::: DOCUMENT :::

Experience the enchanting streets of Sharm El-Sheikh's Old City and beyond! From the serene Sahaba Mosque to exhilarating quad biking adventures.
Two women holding hands and jumping, the photo captured mid-jump. In the background are giant cement stones leaning toward each other in a near-arch. They are in the desert and water can be seen in the far distance.
Me and Vittoria at the Gate of Allah. Photo by Domenico Lo Duca.

I’m back with part two of my time in Sharm El-Sheikh (if you haven’t read the first part of our adventure yet, you can read about it here)!


Venturing into the heart of this gem of an Egyptian city is a must; from the tranquil streets of Old City to the hidden beauty of Ras Muhammad National Park and the adrenaline-fuelled adventures of quad biking in Al Rewaysat, each moment was a testament to the boundless allure of Sharm El-Sheikh.


A colourful market with many different items on display, hanging from the ceilings, on shelves, and placed on the floor. In the back are typical Middle Eastern style buildings.
Inside one of the colourful markets within Sharm El-Sheikh’s Old City, Sharm El Maya. Photo by Emily Fata.

Immersing in the Charms of Sharm El-Sheikh’s Old City, Sharm El Maya


A view of the front of Sahaba Mosque from the ground, up. There are beautiful towers and spires, with stunning Islamic architecture.
The front of the beautiful Sahaba Mosque. Photo by Emily Fata.

:::

## TASKS FOR THIS EXERCISE
• 1. Name every place mentioned in the Sharm El-Sheikh travel piece, excluding Sharm El-Sheikh itself.
• 2. Pick up the Sharm El-Sheikh travel piece after its final line and write the next few paragraphs.

::: PROVIDED DATA :::

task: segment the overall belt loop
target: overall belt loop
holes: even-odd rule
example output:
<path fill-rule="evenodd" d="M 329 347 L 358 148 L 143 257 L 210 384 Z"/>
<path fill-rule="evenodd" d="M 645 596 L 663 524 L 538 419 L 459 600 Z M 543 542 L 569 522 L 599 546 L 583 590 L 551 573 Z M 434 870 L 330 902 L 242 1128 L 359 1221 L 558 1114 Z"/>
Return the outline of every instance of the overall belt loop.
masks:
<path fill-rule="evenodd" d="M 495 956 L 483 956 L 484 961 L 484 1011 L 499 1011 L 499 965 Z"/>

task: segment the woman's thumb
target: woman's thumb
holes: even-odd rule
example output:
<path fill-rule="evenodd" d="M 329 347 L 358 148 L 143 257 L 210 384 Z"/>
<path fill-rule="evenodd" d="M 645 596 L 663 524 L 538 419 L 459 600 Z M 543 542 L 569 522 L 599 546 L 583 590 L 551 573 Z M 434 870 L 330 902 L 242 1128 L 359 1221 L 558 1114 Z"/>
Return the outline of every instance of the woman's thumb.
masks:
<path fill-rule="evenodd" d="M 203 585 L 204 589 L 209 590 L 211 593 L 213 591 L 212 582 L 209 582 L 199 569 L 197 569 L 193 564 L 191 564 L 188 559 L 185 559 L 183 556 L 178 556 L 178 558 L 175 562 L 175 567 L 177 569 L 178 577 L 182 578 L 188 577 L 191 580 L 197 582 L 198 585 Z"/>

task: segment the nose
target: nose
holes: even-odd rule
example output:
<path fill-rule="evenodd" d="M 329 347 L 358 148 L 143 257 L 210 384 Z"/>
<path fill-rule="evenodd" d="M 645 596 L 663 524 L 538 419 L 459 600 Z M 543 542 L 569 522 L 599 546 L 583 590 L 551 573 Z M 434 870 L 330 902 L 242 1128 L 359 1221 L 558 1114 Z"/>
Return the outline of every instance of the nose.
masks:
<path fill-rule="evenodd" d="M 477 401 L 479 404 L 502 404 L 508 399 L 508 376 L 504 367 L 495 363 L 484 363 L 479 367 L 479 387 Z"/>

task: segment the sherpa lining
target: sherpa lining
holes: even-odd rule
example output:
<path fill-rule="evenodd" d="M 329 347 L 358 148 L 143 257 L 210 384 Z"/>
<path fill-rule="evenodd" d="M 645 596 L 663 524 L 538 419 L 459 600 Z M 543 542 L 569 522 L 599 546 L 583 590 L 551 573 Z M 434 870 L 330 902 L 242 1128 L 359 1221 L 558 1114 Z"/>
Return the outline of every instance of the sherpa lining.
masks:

:::

## EXPECTED OUTPUTS
• 1.
- Old City (Sharm El Maya)
- Sahaba Mosque
- Ras Muhammad National Park
- Al Rewaysat
- Gate of Allah

• 2.
Stepping into the enchanting streets of Old City for the evening, also known as Sharm El Maya, I was transported to a world steeped in tradition and heritage. While the area itself is relatively new—constructed in the late 1990s to early


2000s—it was designed to resemble and reflect traditional Egyptian architecture and ambiance.


Amidst the bustling markets, flashing lights, and throngs of people is the gorgeous Sahaba Mosque, a focal point for locals and visitors alike. The building is a magnificent piece of Islamic architecture; with intricate designs and towering minarets, it provides a serene backdrop for the streets below. We had the opportunity to go inside, with three in our group of five (myself included) paying €2 to rent a more modest, flowing abaya to put overtop our clothes. I highly recommend doing this, as going inside the mosque is an incredible experience you wouldn’t want to miss!


Two women wearing beautiful pattered abayas and a loose-fitting hijab.
A selfie of my cousin and I in our rented abayas.

From here, we wandered aimlessly around a particularly beautiful market for over an hour, buying souvenirs that I believed I got a decent deal on (please make a note not to buy souvenirs in the Old Town; they’re actually incredibly overpriced, and I caved because I wasn’t sure if I’d be able to find others elsewhere before I left for Cairo later that week).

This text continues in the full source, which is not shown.